(Passage provided)
But in-house dispensing is not right for every practice. First, Dahl says, interested practices need to determine if they generate the amount and type of prescriptions necessary to support the cost of implementing and operating a dispensary. "If the volume is there, then you go the next step," he says.
Prior to setting up any kind of in-house dispensary, talk with your state board of pharmacy and state board of medical examiners, cautions Dahl. Pay attention to licensure restrictions and ensure that your dispensing plans comply with your state's laws relative to prescribing, administering, and dispensing drugs. "The cost can be relatively high if the state requires that you have a pharmacist in the practice," Galamaga says.
But if you find that dispensing is the right fit for you, it's something to seriously consider, says Dahl, noting that one two-physician primary-care practice he worked with brought in an additional $6,000 per month by in-house dispensing.
"That's not a small number for a two doctor primary-care practice," he says. "That's a nice big number."
Revenue Booster #3: Medical Legal Consulting
Nonpracticing pediatrician Gene DeBlasio is founder of National Medical Consultants, P.C., a firm that provides attorneys with expert medical opinions. He started the company in an effort to increase his own compensation. Now, he helps many other physicians do the same.
"I was fed up with dealing with HMOs and I was making about one-third of what I was making pre-HMO and I decided there had to be a better way," says DeBlasio. "A friend of mine who's a nurse asked me to review a couple of defense cases she was working for a defense firm, and I said, 'Well this is fun, I enjoy doing it.'"

(Records shown)

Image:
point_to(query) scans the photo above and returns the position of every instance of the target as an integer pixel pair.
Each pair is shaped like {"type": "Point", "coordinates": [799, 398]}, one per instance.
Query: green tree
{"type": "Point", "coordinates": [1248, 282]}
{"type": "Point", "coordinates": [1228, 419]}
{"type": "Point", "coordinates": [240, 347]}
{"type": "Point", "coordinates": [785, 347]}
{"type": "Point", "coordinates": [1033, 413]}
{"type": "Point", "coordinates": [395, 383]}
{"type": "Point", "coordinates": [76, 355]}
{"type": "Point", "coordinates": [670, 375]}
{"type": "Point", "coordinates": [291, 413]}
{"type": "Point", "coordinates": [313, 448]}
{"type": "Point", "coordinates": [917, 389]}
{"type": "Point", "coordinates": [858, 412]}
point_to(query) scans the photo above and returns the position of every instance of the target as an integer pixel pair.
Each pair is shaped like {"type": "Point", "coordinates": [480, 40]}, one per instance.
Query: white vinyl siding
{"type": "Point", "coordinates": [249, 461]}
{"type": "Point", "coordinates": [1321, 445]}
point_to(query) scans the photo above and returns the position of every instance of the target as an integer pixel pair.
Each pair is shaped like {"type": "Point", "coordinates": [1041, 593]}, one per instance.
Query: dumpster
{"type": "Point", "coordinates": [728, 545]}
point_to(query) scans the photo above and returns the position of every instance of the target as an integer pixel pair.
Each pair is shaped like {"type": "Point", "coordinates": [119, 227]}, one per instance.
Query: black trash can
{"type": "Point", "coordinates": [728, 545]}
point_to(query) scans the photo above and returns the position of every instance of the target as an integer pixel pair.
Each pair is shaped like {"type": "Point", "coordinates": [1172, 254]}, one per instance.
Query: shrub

(What the task asks)
Continue the passage on practice revenue boosters from the point where it stops. The data is unrelated to the passage on practice revenue boosters.

(Exercise answer)
That experience eventually led him to start up the only doctor-owned and doctor-run medical expert consulting firm in the country.
Physicians who serve as expert consultants often keep their day jobs while providing honest, objective opinions about medical cases on the side, says DeBlasio.
"In terms of earning extra money, it's probably the easiest and best way to do it," says DeBlasio, noting that his consultants earn up to $375 per hour for reviewing cases, and $6,000 a day plus expenses if a case goes to trial.
The other great perk about serving as an expert consultant is that it's less stressful than other revenue-boosting options, like moonlighting, he says. "You do it in your leisure time, you don't have to worry about medical malpractice because you're just giving an opinion, and it also makes us a better doctor by reviewing how people are dealing with certain situations."
Revenue Booster #4: Wellness Programs
The Affordable Care Act is ushering in many changes for physicians, some of which could present revenue boosting opportunities, says Dahl.
"One of the things that I've been encouraging my clients to do is to look at a wellness program," he says, noting that as emphasis on preventative medicine increases, and more employers shoulder the burden of providing insurance to employees, such programs will become more popular.
Here's how that could help you.
In 2014, businesses with 50 or more full-time employees will be required to provide health insurance to their employees or pay a fine.
Practices, or even sole physicians within practices, could look to affiliate with nutritionists for dietary programs, and fitness centers for exercise programs, says Dahl. The goal would be to develop a partnership with these individuals, then target employers who might be interested in paying for these wellness services.
The demand will be there because these large employers will want to take steps to keep their employees healthier in order to reduce their health insurance costs.
"There might be some way that those entities could work together, and then go to employers and offer employers package deals that would say, 'We will give your employees a physical, we will help monitor their nutritional components, and we will help monitor their exercise activity,' and they'd do that for a certain fee," says Dahl. "I think there's a lot of room for some affiliations and some program development."